● WRITTEN INSTRUCTION A
Update the Stephen Milne text from "Medal record" to "World Championships (LC)" by changing "Olympic Games" to "Summer Olympics".

● TEXT TO READ

^^^^^^^^^^^^^^^^

Stephen Milne

Personal information
- Nationality: Great Britain Scotland
- Born: 29 April 1994 (age 32) Inverness, Scotland
- Height: 6 ft 1 in (185 cm)
- Weight: 168 lb (76 kg)

Sport
- Sport: Swimming
- Strokes: Freestyle 200m

Medal record
Men's swimming
Representing Great Britain
Olympic Games
| Silver medal – second place | 2016 Rio de Janeiro | 4×200 m freestyle |
World Championships (LC)
| Gold medal – first place | 2017 Budapest | 4x200 m freestyle |
European Championships (LC)
| Gold medal – first place | 2018 Glasgow | 4×200 m freestyle |
| Bronze medal – third place | 2018 Glasgow | 4×200m mixed freestyle |
Representing Scotland
Commonwealth Games
| Silver medal – second place | 2014 Glasgow | 4×200 m freestyle |
| Bronze medal – third place | 2018 Gold Coast | 4×100 m freestyle |
| Bronze medal – third place | 2018 Gold Coast | 4×200 m freestyle |
| Bronze medal – third place | 2022 Birmingham | 4×200 m freestyle |
| Bronze medal – third place | 2022 Birmingham | 4×100 m medley |

= Stephen Milne (swimmer) =

Scottish swimmer

Stephen Milne (born 29 April 1994) is a Scottish swimmer who competed at the 2016 Summer Olympics in Rio de Janeiro, Brazil.

==Personal life==
Milne was born on 29 April 1994 in Inverness, Scotland, United Kingdom. He went to school at Perth Academy and is now studying at Perth College, University of the Highlands and Islands, for a Bachelor of Science degree in Environmental Science.

==Swimming==
Milne competed at the 2012 European Junior Swimming Championships, held in Antwerp, Belgium. He finished eighth in the 200-metre freestyle and was part of the British team that placed fourth in the 4 × 200-metre freestyle relay.

He competed at the 2014 European Aquatics Championships held in Berlin, Germany, reaching the final in the 400-metre freestyle, 800-metre freestyle and the 1500 metre freestyle, placing fourth in the latter with a new personal best. At the 2014 Commonwealth Games in Glasgow, Scotland he represented the host nation. In the 400-metre freestyle he won his heat in a time of three minutes 46.48 seconds to advance to the final, where he finished eighth. In the 1500 metre freestyle he was second in his heat behind Canadian Ryan Cochrane and qualified for the final where he finished fifth. In the final of the 4 × 200-metre freestyle relay he competed alongside Daniel Wallace, Duncan Scott and Robert Renwick as the Scottish quartet won the silver medal behind Australia.

In January 2015 he travelled to Perth, Australia, to complete warm weather training. At the 2015 World Aquatics Championships in Kazan, Russia, he placed seventh in the final of the 800-metre freestyle and fifth in the 1500 metre freestyle. He won the silver in the 400 metres freestyle at the 2016 British Championships, setting a new personal best time of three minutes 46.53 seconds in the final. He also won the silver medal in the 1500 metres freestyle.

^^^^^^^^^^^^^^^^

● MATERIAL SUPPLIED
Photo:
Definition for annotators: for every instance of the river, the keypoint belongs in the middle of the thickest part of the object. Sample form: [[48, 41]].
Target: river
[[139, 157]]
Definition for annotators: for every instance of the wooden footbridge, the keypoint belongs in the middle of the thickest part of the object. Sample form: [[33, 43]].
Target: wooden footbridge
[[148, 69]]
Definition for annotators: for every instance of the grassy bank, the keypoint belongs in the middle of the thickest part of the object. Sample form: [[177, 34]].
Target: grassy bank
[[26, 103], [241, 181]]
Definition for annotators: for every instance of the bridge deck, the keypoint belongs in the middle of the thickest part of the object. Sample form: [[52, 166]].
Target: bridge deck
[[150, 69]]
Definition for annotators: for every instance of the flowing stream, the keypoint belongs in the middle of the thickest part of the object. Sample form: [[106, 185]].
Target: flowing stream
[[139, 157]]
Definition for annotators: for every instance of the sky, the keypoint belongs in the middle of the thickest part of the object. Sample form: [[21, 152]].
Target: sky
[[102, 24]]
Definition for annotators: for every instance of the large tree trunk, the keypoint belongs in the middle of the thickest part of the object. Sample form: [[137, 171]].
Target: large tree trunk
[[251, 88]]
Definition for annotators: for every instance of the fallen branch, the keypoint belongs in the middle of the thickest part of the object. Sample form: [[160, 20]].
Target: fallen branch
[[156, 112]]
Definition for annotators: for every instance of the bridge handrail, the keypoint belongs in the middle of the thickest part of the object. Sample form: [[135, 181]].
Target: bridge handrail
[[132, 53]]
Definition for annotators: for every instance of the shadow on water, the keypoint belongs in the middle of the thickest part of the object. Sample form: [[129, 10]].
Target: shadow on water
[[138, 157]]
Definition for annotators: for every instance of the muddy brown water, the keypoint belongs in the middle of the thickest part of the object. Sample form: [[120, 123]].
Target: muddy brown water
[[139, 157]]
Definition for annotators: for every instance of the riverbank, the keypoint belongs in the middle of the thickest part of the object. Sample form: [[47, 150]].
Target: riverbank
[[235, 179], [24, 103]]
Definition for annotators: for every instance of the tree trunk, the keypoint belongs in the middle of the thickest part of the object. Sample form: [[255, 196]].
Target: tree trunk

^^^^^^^^^^^^^^^^

● WRITTEN INSTRUCTION B
Format the lines in the records from the line with "Definition for annotators: for every instance of the wooden" to the line with "[[235, 179], [24, 103]]" as a Markdown table. Use the columns Row and Line, give each line a row number, and skip blank lines.

● FULL OUTPUT A
Medal record
Men's swimming
Representing Great Britain
Summer Olympics
| Silver medal – second place | 2016 Rio de Janeiro | 4×200 m freestyle |
World Championships (LC)

● FULL OUTPUT B
| Row | Line |
|---|---|
| 1 | Definition for annotators: for every instance of the wooden footbridge, the keypoint belongs in the middle of the thickest part of the object. Sample form: [[33, 43]]. |
| 2 | Target: wooden footbridge |
| 3 | [[148, 69]] |
| 4 | Definition for annotators: for every instance of the grassy bank, the keypoint belongs in the middle of the thickest part of the object. Sample form: [[177, 34]]. |
| 5 | Target: grassy bank |
| 6 | [[26, 103], [241, 181]] |
| 7 | Definition for annotators: for every instance of the bridge deck, the keypoint belongs in the middle of the thickest part of the object. Sample form: [[52, 166]]. |
| 8 | Target: bridge deck |
| 9 | [[150, 69]] |
| 10 | Definition for annotators: for every instance of the flowing stream, the keypoint belongs in the middle of the thickest part of the object. Sample form: [[106, 185]]. |
| 11 | Target: flowing stream |
| 12 | [[139, 157]] |
| 13 | Definition for annotators: for every instance of the sky, the keypoint belongs in the middle of the thickest part of the object. Sample form: [[21, 152]]. |
| 14 | Target: sky |
| 15 | [[102, 24]] |
| 16 | Definition for annotators: for every instance of the large tree trunk, the keypoint belongs in the middle of the thickest part of the object. Sample form: [[137, 171]]. |
| 17 | Target: large tree trunk |
| 18 | [[251, 88]] |
| 19 | Definition for annotators: for every instance of the fallen branch, the keypoint belongs in the middle of the thickest part of the object. Sample form: [[160, 20]]. |
| 20 | Target: fallen branch |
| 21 | [[156, 112]] |
| 22 | Definition for annotators: for every instance of the bridge handrail, the keypoint belongs in the middle of the thickest part of the object. Sample form: [[135, 181]]. |
| 23 | Target: bridge handrail |
| 24 | [[132, 53]] |
| 25 | Definition for annotators: for every instance of the shadow on water, the keypoint belongs in the middle of the thickest part of the object. Sample form: [[129, 10]]. |
| 26 | Target: shadow on water |
| 27 | [[138, 157]] |
| 28 | Definition for annotators: for every instance of the muddy brown water, the keypoint belongs in the middle of the thickest part of the object. Sample form: [[120, 123]]. |
| 29 | Target: muddy brown water |
| 30 | [[139, 157]] |
| 31 | Definition for annotators: for every instance of the riverbank, the keypoint belongs in the middle of the thickest part of the object. Sample form: [[47, 150]]. |
| 32 | Target: riverbank |
| 33 | [[235, 179], [24, 103]] |